§ **Set problem**: Lay out every line of the records below as a Markdown table with two columns, Row and Line, numbering each row and skipping blank lines.
:: Entries supplied ::
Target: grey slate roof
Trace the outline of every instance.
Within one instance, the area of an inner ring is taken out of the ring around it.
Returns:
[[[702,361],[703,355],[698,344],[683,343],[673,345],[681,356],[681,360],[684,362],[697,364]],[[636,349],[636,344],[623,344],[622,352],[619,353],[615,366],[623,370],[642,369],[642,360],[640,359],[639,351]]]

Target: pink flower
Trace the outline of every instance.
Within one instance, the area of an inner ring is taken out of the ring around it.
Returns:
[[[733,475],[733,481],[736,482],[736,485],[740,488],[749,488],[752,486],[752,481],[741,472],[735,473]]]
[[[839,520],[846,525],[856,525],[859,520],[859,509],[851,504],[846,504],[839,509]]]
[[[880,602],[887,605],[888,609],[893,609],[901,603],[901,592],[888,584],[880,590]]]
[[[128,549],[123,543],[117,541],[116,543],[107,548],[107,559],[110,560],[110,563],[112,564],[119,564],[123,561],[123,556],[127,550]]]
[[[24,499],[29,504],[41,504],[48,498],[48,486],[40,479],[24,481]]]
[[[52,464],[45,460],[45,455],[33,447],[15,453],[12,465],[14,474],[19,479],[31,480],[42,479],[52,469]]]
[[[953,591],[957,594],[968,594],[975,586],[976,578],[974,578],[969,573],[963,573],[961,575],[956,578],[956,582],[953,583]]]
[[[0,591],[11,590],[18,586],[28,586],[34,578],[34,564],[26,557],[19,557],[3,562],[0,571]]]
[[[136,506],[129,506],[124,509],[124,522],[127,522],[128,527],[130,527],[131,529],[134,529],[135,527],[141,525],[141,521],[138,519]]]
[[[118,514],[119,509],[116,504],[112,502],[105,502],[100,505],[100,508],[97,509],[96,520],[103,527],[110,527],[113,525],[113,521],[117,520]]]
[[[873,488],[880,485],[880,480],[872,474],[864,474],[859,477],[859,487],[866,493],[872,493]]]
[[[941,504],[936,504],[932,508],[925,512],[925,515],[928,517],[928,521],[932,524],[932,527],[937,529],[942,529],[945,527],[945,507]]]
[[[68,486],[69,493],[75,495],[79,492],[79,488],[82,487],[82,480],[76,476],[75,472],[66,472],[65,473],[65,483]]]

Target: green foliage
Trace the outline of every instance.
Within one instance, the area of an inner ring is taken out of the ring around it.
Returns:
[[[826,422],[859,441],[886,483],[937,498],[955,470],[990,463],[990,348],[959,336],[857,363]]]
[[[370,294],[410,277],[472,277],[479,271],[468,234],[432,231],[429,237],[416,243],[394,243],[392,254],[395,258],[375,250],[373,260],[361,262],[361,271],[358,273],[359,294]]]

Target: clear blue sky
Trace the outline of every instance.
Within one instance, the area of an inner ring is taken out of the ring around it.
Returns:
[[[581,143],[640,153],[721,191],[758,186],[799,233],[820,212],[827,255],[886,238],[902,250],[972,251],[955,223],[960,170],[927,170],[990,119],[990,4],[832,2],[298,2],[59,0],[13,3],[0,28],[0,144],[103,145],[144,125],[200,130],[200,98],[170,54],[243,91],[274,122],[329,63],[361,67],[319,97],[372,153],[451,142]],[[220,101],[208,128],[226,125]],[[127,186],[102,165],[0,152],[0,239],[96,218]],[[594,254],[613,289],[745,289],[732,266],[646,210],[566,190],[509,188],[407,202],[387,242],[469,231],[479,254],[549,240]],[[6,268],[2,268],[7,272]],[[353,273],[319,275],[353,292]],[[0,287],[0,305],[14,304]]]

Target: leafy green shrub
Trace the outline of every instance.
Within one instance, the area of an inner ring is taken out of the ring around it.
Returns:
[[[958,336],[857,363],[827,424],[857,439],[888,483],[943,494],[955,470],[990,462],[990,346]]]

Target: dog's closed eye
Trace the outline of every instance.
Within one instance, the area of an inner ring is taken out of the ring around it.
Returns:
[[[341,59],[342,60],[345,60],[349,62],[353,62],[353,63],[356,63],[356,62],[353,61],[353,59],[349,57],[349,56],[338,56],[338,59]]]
:::
§ **Solution**:
| Row | Line |
|---|---|
| 1 | Target: grey slate roof |
| 2 | Trace the outline of every instance. |
| 3 | Within one instance, the area of an inner ring is taken out of the ring around it. |
| 4 | Returns: |
| 5 | [[[702,361],[703,355],[698,344],[683,343],[673,345],[681,356],[681,360],[684,362],[697,364]],[[636,349],[636,344],[623,344],[622,352],[619,353],[615,366],[623,370],[642,369],[642,360],[640,359],[639,351]]] |
| 6 | Target: pink flower |
| 7 | Trace the outline of every instance. |
| 8 | Within one instance, the area of an inner ring is taken out of the ring around it. |
| 9 | Returns: |
| 10 | [[[733,475],[733,481],[736,482],[736,485],[740,488],[749,488],[752,486],[752,481],[741,472],[735,473]]] |
| 11 | [[[839,520],[846,525],[856,525],[859,520],[859,509],[851,504],[846,504],[839,509]]] |
| 12 | [[[880,602],[887,605],[888,609],[893,609],[901,603],[901,592],[888,584],[880,590]]] |
| 13 | [[[128,549],[123,543],[117,541],[116,543],[107,548],[107,559],[110,560],[110,563],[112,564],[119,564],[123,561],[123,556],[127,550]]] |
| 14 | [[[24,499],[29,504],[41,504],[48,498],[48,486],[40,479],[24,481]]] |
| 15 | [[[52,464],[45,460],[45,455],[33,447],[15,453],[12,465],[14,474],[19,479],[31,480],[42,479],[52,469]]] |
| 16 | [[[953,591],[957,594],[968,594],[975,586],[976,578],[974,578],[969,573],[963,573],[961,575],[956,578],[956,582],[953,583]]] |
| 17 | [[[0,591],[11,590],[18,586],[28,586],[34,578],[34,564],[26,557],[19,557],[3,562],[0,571]]] |
| 18 | [[[136,506],[129,506],[124,509],[124,522],[127,522],[128,527],[130,527],[131,529],[134,529],[135,527],[141,525],[141,521],[138,519]]] |
| 19 | [[[118,514],[119,509],[116,504],[112,502],[105,502],[100,505],[100,508],[97,509],[96,520],[103,527],[110,527],[113,525],[113,521],[117,520]]] |
| 20 | [[[873,488],[880,485],[880,480],[872,474],[864,474],[859,477],[859,487],[866,493],[872,493]]] |
| 21 | [[[941,504],[936,504],[932,508],[925,512],[925,515],[928,517],[928,521],[932,524],[932,527],[937,529],[942,529],[945,527],[945,507]]] |
| 22 | [[[68,486],[69,493],[75,495],[79,492],[79,488],[82,487],[82,480],[76,476],[75,472],[66,472],[65,473],[65,483]]] |
| 23 | Target: green foliage |
| 24 | Trace the outline of every instance. |
| 25 | Within one instance, the area of an inner ring is taken out of the ring around it. |
| 26 | Returns: |
| 27 | [[[826,422],[859,441],[886,483],[937,498],[955,470],[990,463],[990,348],[959,336],[857,363]]] |
| 28 | [[[370,294],[410,277],[472,277],[479,271],[468,234],[432,231],[429,237],[416,243],[394,243],[392,254],[395,258],[375,250],[373,260],[361,262],[361,271],[358,273],[359,294]]] |
| 29 | Target: clear blue sky |
| 30 | Trace the outline of every instance. |
| 31 | Within one instance, the area of an inner ring is taken out of the ring around it. |
| 32 | Returns: |
| 33 | [[[581,143],[640,153],[721,191],[758,186],[799,233],[820,212],[827,255],[886,238],[902,250],[972,251],[955,223],[960,170],[927,170],[990,119],[990,4],[832,2],[298,2],[59,0],[13,3],[0,28],[0,144],[103,145],[144,125],[200,130],[200,98],[170,54],[243,91],[274,122],[329,63],[361,67],[319,97],[372,153],[451,142]],[[220,101],[208,128],[226,125]],[[127,186],[102,165],[0,152],[0,239],[96,218]],[[594,254],[613,289],[745,289],[732,266],[646,210],[566,190],[509,188],[407,202],[387,242],[469,231],[479,254],[549,240]],[[6,268],[2,268],[7,272]],[[353,273],[319,275],[353,292]],[[0,287],[0,305],[14,304]]] |
| 34 | Target: leafy green shrub |
| 35 | Trace the outline of every instance. |
| 36 | Within one instance, the area of an inner ring is taken out of the ring around it. |
| 37 | Returns: |
| 38 | [[[958,336],[857,363],[827,424],[857,439],[888,483],[943,494],[955,470],[990,462],[990,346]]] |
| 39 | Target: dog's closed eye |
| 40 | Trace the outline of every instance. |
| 41 | Within one instance, the area of an inner ring is taken out of the ring around it. |
| 42 | Returns: |
| 43 | [[[341,59],[342,60],[345,60],[349,62],[353,62],[353,63],[356,63],[356,62],[353,61],[353,59],[349,57],[349,56],[338,56],[338,59]]] |